— BEGIN Records for the exercise —
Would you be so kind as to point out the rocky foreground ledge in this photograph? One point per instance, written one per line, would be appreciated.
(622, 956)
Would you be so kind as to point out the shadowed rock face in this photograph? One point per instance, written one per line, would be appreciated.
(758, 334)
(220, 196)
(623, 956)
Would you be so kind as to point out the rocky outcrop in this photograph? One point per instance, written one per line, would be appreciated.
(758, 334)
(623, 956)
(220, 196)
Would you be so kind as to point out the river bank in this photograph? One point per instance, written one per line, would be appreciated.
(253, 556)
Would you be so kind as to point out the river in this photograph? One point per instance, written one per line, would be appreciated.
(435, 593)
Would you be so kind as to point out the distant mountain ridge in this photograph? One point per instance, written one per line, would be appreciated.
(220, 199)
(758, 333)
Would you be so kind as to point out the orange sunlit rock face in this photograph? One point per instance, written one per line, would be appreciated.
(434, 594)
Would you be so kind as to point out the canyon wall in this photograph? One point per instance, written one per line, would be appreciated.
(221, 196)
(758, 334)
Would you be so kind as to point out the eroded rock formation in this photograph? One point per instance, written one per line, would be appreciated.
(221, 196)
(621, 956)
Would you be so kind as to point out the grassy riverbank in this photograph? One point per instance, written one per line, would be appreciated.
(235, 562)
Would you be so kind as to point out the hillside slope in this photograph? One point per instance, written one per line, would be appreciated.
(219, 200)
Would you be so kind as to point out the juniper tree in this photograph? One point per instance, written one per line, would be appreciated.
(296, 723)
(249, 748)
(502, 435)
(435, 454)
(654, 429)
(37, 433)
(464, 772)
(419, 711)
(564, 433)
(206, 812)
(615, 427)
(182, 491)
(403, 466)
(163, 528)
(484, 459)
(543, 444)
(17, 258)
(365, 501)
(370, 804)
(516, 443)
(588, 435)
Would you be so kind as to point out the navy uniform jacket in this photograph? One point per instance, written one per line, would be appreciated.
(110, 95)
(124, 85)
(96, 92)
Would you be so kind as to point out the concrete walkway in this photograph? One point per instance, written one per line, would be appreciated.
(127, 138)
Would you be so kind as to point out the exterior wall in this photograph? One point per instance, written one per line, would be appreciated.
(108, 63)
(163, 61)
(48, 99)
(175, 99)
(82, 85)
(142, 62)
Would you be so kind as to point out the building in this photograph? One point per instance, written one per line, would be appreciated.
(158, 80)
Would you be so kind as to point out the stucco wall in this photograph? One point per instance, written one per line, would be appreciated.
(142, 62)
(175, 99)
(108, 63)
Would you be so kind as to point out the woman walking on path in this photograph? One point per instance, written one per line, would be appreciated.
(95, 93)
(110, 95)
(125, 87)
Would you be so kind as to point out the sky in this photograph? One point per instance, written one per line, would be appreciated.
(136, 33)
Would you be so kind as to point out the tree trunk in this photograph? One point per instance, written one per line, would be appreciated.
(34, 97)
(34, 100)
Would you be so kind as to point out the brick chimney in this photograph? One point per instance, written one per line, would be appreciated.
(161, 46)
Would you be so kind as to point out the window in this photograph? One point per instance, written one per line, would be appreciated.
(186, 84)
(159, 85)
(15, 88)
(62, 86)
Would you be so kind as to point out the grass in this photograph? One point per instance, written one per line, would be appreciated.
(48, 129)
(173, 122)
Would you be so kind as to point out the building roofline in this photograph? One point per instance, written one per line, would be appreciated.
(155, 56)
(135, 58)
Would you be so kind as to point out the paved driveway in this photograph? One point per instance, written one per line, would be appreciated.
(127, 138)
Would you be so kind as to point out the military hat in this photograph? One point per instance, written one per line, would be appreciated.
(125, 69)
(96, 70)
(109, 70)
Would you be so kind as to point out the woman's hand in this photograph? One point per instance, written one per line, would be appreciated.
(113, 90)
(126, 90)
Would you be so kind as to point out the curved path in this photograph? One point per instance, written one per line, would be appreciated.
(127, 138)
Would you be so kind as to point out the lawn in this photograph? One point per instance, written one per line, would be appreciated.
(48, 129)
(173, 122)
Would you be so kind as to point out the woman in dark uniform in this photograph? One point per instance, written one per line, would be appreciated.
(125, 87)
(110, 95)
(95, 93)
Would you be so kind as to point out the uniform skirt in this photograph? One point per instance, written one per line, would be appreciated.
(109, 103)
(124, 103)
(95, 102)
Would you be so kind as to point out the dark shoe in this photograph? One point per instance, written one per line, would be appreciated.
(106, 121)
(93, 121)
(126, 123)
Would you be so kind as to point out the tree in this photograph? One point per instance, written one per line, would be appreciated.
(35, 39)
— END Records for the exercise —
> **Task**
Emit the full listing verbatim.

> **Finished exercise**
Would you be so kind as to point out the rocky foreground ledge in this photograph? One point per instance, written one per line, would be appreciated.
(622, 956)
Would you be so kind as to point out the shadowed rock face in this photograph? One point per instance, written one per line, would be appreciated.
(758, 334)
(220, 196)
(623, 956)
Would you be so kind as to point out the rocky outcrop in this photograph? One point per instance, written one per line, would be appreciated.
(758, 334)
(623, 956)
(220, 196)
Would you be so kind as to point out the river bank in this photograph? One point per instance, written one per line, would be appreciated.
(253, 556)
Would you be so kind as to point out the river in this photograph? One point per instance, written one per line, would be appreciated.
(435, 593)
Would you be so kind as to point out the distant mountain ridge in this photograph? One point per instance, written one per line, would be appreciated.
(220, 199)
(758, 333)
Would you be so kind as to point out the orange sunlit rock face in this photograph? One point per instance, written one per line, would be appreciated.
(434, 594)
Would you be so kind as to point out the canyon wall in this photograph? One point per instance, written one per line, would be appreciated.
(221, 196)
(758, 334)
Would you be so kind as to point out the eroded rock formation in this photograph? One point per instance, written one per line, would be appreciated.
(221, 196)
(621, 956)
Would you be so kind as to point out the grassy riverbank in this photograph? One point per instance, written one per line, would be appreciated.
(235, 562)
Would you be so kind as to point out the hillside slope in this photograph? One point per instance, written one per line, would be appreciated.
(219, 200)
Would you be so kind as to point out the juniper tree in this photograph? One point per instance, written one per line, would be appreciated.
(296, 723)
(249, 748)
(502, 435)
(435, 454)
(654, 429)
(37, 433)
(464, 772)
(419, 711)
(564, 433)
(206, 812)
(615, 427)
(182, 491)
(403, 466)
(163, 528)
(484, 459)
(543, 444)
(17, 258)
(365, 501)
(370, 804)
(516, 443)
(588, 435)
Would you be so kind as to point out the navy uniform jacket in this photograph? One point per instance, written one per line, would be appreciated.
(110, 95)
(124, 85)
(96, 92)
Would you be so kind as to point out the concrete walkway in this photograph? One point per instance, written one per line, would be appreciated.
(127, 138)
Would you be so kind as to point out the exterior wall in this photograph? One point per instance, written one per line, would be appreciated.
(108, 63)
(163, 61)
(48, 99)
(175, 99)
(82, 85)
(142, 62)
Would you be so kind as to point out the building in this photograph? One point per instance, written one per line, would be appreciated.
(158, 80)
Would you be so kind as to point out the stucco wall in this photograph? One point per instance, written one per line, would be appreciated.
(142, 62)
(175, 99)
(108, 63)
Would you be so kind as to point out the woman walking on path in this photograph? One point per instance, written one per line, would be appreciated.
(95, 93)
(110, 95)
(125, 87)
Would you be so kind as to point out the sky in this photograph? One point per instance, written one per line, would be appreciated.
(136, 33)
Would you be so kind as to point out the tree trunk in this photograph? One point per instance, written one per line, would be appreciated.
(34, 97)
(34, 100)
Would you be so kind as to point out the brick chimney in this photograph? One point per instance, written one per line, would be appreciated.
(161, 46)
Would you be so kind as to point out the window in this photograph? One point per instance, written one per line, would be appreciated.
(186, 84)
(159, 85)
(15, 88)
(62, 86)
Would you be so kind as to point out the grass in this photograph? One point per instance, written one per line, would be appreciated.
(48, 129)
(173, 122)
Would you be so kind as to point out the building roofline in this photograph? One point per instance, written one per line, would be appreciated.
(155, 56)
(135, 58)
Would you be so kind as to point out the paved driveway in this photograph? One point per instance, written one per line, would be appreciated.
(127, 138)
Would you be so kind as to point out the military hat in this photograph? One point per instance, written one per line, would be appreciated.
(125, 69)
(96, 70)
(109, 70)
Would you be so kind as to point out the woman's hand in this photograph? One point per instance, written one per line, would be appreciated.
(113, 90)
(126, 90)
Would you be so kind as to point out the curved path in this photograph? One point per instance, written one per line, would be appreciated.
(127, 138)
Would you be so kind as to point out the lawn in this photograph? One point per instance, written one per line, would be appreciated.
(48, 129)
(173, 122)
Would you be so kind as to point out the woman in dark uniform in this photograph? One point per instance, written one per line, would be appreciated.
(125, 87)
(110, 95)
(95, 93)
Would you be so kind as to point out the uniform skirt in this photograph? One point per instance, written one per line, would be appreciated.
(109, 103)
(124, 103)
(95, 102)
Would you be so kind as to point out the dark shoe in this photograph? One point per instance, written one per line, would be appreciated.
(106, 121)
(93, 121)
(126, 123)
Would you be so kind as to point out the tree in this photograph? One point per instance, written one per line, would be appreciated.
(35, 39)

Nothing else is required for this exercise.